Task statement — Rescale the stretch from the line containing "Where can the white garage" through the end of the rows, reproducing every line with its request. Multiply each answer coordinate by 0.9 and round to whole numbers (halves up), leaving the sample points inside the requests unchanged.

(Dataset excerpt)
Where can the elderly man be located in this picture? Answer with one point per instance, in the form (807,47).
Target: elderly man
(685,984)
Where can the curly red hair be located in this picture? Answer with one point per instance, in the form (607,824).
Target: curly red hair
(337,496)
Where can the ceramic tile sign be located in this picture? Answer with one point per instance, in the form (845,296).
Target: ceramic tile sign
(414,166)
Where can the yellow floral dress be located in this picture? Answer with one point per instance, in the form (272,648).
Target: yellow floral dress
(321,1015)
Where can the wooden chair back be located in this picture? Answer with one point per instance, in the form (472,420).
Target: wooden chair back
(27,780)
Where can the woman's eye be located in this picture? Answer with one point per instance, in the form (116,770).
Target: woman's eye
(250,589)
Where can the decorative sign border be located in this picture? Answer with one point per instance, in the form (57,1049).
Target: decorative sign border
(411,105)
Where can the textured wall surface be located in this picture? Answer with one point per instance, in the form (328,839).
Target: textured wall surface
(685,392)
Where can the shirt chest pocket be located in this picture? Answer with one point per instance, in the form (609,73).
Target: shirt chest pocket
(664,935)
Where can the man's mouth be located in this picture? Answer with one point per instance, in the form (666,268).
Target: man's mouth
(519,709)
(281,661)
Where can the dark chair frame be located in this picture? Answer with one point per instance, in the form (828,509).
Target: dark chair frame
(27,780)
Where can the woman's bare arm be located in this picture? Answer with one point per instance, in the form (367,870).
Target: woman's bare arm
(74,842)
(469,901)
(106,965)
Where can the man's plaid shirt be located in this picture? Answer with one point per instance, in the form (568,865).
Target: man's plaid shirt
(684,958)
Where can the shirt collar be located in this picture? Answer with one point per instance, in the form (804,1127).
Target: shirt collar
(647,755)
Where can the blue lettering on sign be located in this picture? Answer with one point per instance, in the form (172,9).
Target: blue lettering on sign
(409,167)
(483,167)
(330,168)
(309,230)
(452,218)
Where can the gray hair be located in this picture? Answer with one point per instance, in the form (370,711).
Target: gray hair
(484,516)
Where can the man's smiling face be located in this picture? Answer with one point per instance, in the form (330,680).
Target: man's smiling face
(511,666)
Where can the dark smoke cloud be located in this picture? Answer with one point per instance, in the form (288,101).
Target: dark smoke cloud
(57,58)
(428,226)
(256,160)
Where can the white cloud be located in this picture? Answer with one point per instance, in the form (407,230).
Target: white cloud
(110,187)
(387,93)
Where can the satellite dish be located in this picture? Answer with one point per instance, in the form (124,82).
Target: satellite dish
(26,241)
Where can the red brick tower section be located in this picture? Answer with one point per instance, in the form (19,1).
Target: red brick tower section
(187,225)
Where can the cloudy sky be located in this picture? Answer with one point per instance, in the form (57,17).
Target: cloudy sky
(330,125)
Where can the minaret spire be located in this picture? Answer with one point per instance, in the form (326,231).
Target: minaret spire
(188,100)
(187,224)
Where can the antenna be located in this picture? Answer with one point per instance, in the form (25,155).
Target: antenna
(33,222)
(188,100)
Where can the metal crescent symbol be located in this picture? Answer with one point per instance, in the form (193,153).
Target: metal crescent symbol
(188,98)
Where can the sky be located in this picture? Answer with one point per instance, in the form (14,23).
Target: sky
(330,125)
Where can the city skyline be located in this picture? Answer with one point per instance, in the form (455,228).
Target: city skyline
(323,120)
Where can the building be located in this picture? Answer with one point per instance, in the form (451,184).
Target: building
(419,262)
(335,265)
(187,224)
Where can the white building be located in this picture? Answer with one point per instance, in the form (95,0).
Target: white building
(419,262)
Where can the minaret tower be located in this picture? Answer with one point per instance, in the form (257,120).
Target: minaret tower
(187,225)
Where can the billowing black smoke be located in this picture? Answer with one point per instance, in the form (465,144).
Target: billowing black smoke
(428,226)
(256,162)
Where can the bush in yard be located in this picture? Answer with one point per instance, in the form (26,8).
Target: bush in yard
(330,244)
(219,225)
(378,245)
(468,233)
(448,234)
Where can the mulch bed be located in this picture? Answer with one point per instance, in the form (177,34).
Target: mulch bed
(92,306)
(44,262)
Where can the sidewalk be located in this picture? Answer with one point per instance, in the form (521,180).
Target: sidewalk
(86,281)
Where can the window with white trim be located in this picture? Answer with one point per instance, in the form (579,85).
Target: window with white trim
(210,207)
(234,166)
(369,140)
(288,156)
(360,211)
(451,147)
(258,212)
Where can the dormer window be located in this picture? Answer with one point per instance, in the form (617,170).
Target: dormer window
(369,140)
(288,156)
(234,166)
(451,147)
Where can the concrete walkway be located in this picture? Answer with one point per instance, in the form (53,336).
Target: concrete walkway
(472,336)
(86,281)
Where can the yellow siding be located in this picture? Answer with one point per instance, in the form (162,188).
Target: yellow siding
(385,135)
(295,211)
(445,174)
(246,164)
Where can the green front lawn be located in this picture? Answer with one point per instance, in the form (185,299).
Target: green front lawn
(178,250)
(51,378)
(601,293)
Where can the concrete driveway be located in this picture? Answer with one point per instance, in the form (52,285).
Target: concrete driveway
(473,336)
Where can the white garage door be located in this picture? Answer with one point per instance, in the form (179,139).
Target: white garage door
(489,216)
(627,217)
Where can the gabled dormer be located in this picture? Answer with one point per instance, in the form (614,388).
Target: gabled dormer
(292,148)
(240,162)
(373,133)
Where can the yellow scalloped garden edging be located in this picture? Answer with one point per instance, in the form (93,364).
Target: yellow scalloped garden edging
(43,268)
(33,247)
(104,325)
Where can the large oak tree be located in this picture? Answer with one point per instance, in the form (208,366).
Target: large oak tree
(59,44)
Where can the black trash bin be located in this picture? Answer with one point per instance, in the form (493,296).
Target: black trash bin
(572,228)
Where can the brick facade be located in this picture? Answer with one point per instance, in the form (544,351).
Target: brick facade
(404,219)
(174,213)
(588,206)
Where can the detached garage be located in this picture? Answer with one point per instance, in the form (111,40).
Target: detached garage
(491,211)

Finished exercise —
Where can the white garage door be located in this picture? Answer with one point per instance, in the form (179,139).
Target: white garage door
(440,194)
(564,195)
Where can the gabled dormer be located in this picture? Answer with one point per instance, in the form (614,388).
Target: gabled dormer
(263,133)
(216,146)
(336,120)
Where can the yellow scalloped garden edging be located in this picture? Answer with one point per instance, in the form (93,364).
Target: yellow scalloped garden edging
(39,241)
(30,222)
(94,293)
Where can the large oak tree be located in this picture? Answer with one point per instance, in the form (208,366).
Target: large oak tree
(53,40)
Where can the black trash bin be located in this picture? Answer with one point per instance, in the form (493,296).
Target: black trash bin
(515,205)
Where can the brick facade be located in this picture? Answer with one point per instance, in the form (544,351).
Target: brick facade
(364,197)
(157,192)
(529,185)
Where can the detached garage be located in this picture? Answer with one point per instance, in the form (111,40).
Target: detached garage
(442,190)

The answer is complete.